• [Dettagli del compito]:
Per favore, elenca tutti i rimandi tra parentesi che compaiono nel brano su Ignazio e la scelta dello stato di vita, nella forma in cui vi appaiono.

• [Sezione del documento]:
•••••

Ignazio distingue, conformemente all’antica Tradizione confermata dal Concilio di Trento (Ej 356), due forme di vita fra le quali il cristiano deve scegliere, riconducendole a un’unica perfezione (Ej 135), convinto che la più grande perfezione soggettiva consista nell’aprirsi con santa indifferenza (ES 179) allo stato particolare – la verginità consacrata o il matrimonio – che Dio ha predisposto per lui e gli dà da abbracciare con una decisione irrevocabile (Ej 171-72). Al rettore del collegio di Bologna il santo suggerisce di guidare una giovane verso una tale elezione, tenendo conto, però, che la risposta, come nel caso di Pietro e di Andrea (Ej 275), può avvenire a tappe.

•••••

• [Dati archiviati]:
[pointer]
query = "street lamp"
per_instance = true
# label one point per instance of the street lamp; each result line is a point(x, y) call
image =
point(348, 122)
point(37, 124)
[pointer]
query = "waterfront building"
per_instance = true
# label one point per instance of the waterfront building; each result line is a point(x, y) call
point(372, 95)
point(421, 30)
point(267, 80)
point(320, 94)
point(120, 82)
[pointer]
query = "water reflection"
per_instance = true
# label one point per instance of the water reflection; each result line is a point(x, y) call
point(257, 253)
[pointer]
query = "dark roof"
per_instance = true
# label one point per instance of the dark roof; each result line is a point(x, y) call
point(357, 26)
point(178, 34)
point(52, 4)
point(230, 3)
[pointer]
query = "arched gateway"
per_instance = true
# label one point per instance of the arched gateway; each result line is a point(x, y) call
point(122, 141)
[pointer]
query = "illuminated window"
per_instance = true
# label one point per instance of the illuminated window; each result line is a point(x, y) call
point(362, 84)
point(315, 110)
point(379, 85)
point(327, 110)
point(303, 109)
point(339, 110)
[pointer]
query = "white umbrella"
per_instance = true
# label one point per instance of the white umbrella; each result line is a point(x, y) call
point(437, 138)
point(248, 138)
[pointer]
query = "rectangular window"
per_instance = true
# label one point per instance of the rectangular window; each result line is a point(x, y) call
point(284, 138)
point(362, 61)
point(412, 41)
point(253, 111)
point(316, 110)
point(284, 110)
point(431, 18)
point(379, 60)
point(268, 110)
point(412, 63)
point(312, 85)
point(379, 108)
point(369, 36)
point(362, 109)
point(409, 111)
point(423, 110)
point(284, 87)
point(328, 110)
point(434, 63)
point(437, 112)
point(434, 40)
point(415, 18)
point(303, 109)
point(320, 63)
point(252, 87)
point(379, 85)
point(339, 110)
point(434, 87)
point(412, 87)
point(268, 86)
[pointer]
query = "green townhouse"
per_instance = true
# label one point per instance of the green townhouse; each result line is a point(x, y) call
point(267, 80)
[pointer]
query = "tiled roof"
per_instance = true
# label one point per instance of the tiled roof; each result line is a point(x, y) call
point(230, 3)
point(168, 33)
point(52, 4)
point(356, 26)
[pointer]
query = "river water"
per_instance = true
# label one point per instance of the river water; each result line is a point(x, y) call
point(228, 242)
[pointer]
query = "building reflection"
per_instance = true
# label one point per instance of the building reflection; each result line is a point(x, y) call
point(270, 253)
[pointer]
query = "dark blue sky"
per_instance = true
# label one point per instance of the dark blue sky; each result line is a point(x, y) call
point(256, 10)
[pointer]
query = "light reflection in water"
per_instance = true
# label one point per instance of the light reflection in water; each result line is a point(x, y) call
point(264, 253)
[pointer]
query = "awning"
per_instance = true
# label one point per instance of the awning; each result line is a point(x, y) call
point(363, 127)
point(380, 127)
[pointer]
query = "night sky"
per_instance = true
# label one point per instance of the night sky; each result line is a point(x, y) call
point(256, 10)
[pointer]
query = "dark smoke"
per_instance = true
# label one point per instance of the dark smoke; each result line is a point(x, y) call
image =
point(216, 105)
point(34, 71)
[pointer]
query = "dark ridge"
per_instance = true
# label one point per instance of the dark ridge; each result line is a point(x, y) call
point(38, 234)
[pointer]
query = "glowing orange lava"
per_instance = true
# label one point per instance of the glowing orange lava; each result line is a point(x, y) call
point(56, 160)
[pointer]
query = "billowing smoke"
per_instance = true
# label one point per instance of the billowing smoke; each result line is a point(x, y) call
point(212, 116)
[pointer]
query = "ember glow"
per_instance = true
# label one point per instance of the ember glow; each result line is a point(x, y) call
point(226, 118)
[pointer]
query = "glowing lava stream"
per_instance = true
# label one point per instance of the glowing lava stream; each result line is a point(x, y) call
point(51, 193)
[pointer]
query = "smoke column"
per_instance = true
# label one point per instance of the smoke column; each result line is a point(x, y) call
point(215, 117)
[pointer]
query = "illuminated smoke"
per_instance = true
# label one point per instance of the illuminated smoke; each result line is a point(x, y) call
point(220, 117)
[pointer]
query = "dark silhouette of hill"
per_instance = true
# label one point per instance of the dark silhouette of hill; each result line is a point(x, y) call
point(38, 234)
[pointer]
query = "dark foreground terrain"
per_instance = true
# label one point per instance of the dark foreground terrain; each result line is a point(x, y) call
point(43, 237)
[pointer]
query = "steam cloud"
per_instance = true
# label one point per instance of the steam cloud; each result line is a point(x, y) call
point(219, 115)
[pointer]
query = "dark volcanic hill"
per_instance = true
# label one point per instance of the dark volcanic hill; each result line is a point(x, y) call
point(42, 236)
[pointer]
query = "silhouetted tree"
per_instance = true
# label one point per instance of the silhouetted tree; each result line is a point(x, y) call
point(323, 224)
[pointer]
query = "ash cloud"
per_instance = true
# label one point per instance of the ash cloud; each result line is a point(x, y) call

•••••

• [Risposta al compito]:
Ej 356
Ej 135
ES 179
Ej 171-72
Ej 275